# Texto de origem
####

Posted by Anónimo | 15 de março de 2009 às 12:50
Gostei particularmente do "olhai que eu não sei jogar aqui..."
Desconhecia que nos jogos Universitários se fala Português Arcaico.
"E vós, Tágides minhas, ajudai-me a entrar à canela deste filho de puta"
Bonito.
Posted by Erk | 17 de março de 2009 às 10:43
Não sabia que conjugar a 2ª pessoa do plural, sobretudo em semelhante contexto, que é realmente plural (o besugo está a referir-se ao putedo na bancada), é passível de ser considerado Português Arcaico...
O Valdemar está a confundir com o equivalente majestático da 2ª pessoa do singular, esse sim, arcaico. (Seria "Vós, puta...")
Sobretudo no norte do país, a 2ª pessoa do plural é usada constantemente por gentes de todas as idades. Não é arcaísmo. É "plain, good Portuguese".
Posted by André Pinto | 17 de março de 2009 às 16:05
André Pinto,
I stand corrected.
Não é coiso antigo. É coiso do norte. Tá bem.
Que parte do velocípede quereis?
Abraço
Posted by Erk | 18 de março de 2009 às 00:43
Como disse um amigo numa visita de estudo, rompendo porta adentro do quarto de pensão onde se encontravam certas colegas do sexo fraco (apodo que a Sónia "Pachacha-Alicate" contrariava):
"Largai essas merdas plástico. Agora ides provar as carnes."
Dá outra dimensão dramática ao momento.
Abraço, Valdemar!
Posted by André Pinto | 18 de março de 2009 às 12:20
HAHAHAHAHAHAHAHA!
Posted by Erk | 18 de março de 2009 às 13:38
---> Não há pachorra para andar a aturar:
1- nem os Parasitas Intolerantes [vulgo parasitas brancos, a maioria dos europeus: como não constituem uma SOCIEDADE SUSTENTÁVEL - isto é, uma sociedade dotada da capacidade de renovação demográfica -, eles (os Parasitas Intolerantes - vulgo parasitas brancos) procuram infiltrar-se em qualquer lado: quer importando outros povos para a Europa... quer deslocando-se para o território de outros povos...],
2- nem os Predadores Insaciáveis [Africanos, Mestiços, Árabes, Asiáticos,... que estão numa corrida demográfica pelo controlo de novos territórios...],
SEPARATISMO JÁ!

####

# Dados fornecidos
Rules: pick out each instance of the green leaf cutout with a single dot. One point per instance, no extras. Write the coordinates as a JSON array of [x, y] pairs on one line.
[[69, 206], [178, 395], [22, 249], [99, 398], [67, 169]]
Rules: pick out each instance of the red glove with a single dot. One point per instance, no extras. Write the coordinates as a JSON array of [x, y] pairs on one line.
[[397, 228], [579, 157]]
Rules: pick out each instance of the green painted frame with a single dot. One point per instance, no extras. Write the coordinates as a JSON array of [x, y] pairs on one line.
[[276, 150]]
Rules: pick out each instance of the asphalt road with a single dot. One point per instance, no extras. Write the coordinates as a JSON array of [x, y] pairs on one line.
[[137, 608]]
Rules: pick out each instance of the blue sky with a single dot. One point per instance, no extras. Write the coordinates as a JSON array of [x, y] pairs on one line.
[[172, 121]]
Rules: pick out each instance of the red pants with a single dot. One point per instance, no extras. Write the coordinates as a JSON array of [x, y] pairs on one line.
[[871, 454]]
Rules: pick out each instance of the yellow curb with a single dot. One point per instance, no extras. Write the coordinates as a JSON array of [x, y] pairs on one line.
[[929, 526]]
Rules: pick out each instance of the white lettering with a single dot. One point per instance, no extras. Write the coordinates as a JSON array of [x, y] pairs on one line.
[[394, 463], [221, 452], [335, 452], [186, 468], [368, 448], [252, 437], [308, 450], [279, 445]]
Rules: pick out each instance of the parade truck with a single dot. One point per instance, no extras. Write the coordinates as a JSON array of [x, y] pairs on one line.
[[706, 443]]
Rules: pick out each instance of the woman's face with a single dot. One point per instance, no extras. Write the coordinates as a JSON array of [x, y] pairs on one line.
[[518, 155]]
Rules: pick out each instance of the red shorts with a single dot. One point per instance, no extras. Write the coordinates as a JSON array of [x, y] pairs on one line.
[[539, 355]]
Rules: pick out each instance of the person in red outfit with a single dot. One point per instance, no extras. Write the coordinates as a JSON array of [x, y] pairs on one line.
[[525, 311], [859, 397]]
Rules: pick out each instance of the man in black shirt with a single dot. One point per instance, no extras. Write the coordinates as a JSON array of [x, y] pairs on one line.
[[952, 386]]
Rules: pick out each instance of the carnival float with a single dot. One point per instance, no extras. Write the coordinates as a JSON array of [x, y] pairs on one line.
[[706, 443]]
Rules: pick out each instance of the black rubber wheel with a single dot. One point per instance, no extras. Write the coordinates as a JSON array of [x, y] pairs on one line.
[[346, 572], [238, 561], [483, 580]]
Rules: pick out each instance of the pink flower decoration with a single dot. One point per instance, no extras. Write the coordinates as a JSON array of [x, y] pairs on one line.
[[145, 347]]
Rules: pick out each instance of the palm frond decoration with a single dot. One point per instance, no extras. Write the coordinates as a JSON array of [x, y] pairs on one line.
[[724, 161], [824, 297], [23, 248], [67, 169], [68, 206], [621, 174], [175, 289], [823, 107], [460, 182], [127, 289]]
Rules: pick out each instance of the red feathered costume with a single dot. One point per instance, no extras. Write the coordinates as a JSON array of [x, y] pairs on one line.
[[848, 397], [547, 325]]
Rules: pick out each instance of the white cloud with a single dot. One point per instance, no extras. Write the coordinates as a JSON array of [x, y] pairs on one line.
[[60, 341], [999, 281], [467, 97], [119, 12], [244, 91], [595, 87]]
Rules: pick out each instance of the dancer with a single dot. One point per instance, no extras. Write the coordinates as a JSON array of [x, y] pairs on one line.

####

# Tarefa 1
Responda, com base no texto de origem:
(a) Em que região do país a 2ª pessoa do plural é usada constantemente?
(b) Que data e hora acompanham a indicação "Posted by Anónimo"?
(c) Em que lugar se encontravam as colegas quando o amigo entrou porta adentro?
# Tarefa 2
Diga se cada afirmação está de acordo com o texto de origem:
(a) A 2ª pessoa do plural é usada apenas por pessoas idosas.
(b) O amigo entrou no quarto das colegas durante uma visita de estudo.
(c) O equivalente majestático da 2ª pessoa do singular é considerado arcaico.

# Resposta 1
(a) No norte do país.
(b) 15 de março de 2009 às 12:50.
(c) No quarto de pensão.

# Resposta 2
(a) Não: "é usada constantemente por gentes de todas as idades".
(b) Sim: "Como disse um amigo numa visita de estudo".
(c) Sim: "esse sim, arcaico".